It’s that time again! The okra is ready, and that means the annual Alabama Okra Festival takes place in Lowndes County.

Now the festival honors the mighty okra, but it’s much more than that.

We’ll have live music! This year we feature Jerome Hardy and Da Collage, who will perform all types of music.

We may have some other live performances. The Hall Sisters will perform freedom songs.

And artists are expected from everywhere, selling hand made jewelry, quilts, paintings and all sorts of things.

And then there’s the food. Oh, the food!

Freshly canned preserves, starring Annie Mae’s pickled okra. Fried fish, pig ear sandwiches, greens, fried okra, okra pie, peas and gumbo… just about everything a person could want.

The festival began as a neighborhood gathering, but over the last 11 years we’ve had visitors from all over the world, and it has been billed as one of the top ten things to do in Alabama.

It’s laid back, with no pressure. People park in a field and walk a short distance to the festival, held in a little neighborhood.

We encourage folks to dress for the country and to avoid sandals. Fire ants love sandals!

All artists and craftspeople (from everywhere) are invited to sell their wares.

There are no vendor fees, but we are asking that each vendor makes a donation to the Blackbelt Community Foundation, and it’s tax deductible.

Only people who live in Lowndes County can sell food. It’s our chance for churches, non profits and families to make a little money.
====
Written instruction 1: In the festival notice, who will perform freedom songs?
Written instruction 2: Retype the festival notice from "We’ll have live" to "sorts of things.", word for word.
Written instruction 3: Shorten the paragraph of the festival notice that begins "The festival began as a neighborhood gathering", keeping its main facts.
====
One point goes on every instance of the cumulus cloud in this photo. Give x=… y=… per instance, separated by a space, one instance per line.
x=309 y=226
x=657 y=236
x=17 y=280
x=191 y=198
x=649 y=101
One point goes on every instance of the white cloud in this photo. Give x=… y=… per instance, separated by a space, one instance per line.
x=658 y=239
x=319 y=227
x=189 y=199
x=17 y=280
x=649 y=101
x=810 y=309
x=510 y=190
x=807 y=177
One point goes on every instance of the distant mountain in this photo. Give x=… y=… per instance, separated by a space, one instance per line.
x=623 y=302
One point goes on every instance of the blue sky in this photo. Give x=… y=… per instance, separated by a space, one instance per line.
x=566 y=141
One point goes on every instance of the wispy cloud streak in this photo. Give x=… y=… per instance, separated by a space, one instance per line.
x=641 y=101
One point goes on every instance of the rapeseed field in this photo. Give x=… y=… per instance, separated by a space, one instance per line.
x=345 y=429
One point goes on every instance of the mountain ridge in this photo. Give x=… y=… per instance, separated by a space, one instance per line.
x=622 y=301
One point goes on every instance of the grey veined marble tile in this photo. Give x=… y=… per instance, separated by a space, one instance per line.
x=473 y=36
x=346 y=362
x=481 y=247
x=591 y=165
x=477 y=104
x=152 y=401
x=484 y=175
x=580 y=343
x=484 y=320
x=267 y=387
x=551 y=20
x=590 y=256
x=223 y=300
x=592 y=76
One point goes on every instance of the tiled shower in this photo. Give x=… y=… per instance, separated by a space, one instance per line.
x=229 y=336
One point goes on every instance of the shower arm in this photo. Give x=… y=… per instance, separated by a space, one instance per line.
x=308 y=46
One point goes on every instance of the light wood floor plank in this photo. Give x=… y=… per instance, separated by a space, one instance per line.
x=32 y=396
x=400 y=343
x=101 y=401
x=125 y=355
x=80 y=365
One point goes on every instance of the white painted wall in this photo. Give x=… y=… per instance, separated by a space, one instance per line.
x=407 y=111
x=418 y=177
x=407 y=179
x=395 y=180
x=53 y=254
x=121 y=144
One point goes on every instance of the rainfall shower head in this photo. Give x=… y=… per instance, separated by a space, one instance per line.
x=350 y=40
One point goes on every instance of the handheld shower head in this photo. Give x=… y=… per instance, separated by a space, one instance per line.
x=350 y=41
====
Correct output 1: The Hall Sisters

Correct output 2:
We’ll have live music! This year we feature Jerome Hardy and Da Collage, who will perform all types of music.

We may have some other live performances. The Hall Sisters will perform freedom songs.

And artists are expected from everywhere, selling hand made jewelry, quilts, paintings and all sorts of things.

Correct output 3: Started as a neighborhood gathering, the festival has drawn visitors from all over the world over the last 11 years and has been billed as one of the top ten things to do in Alabama.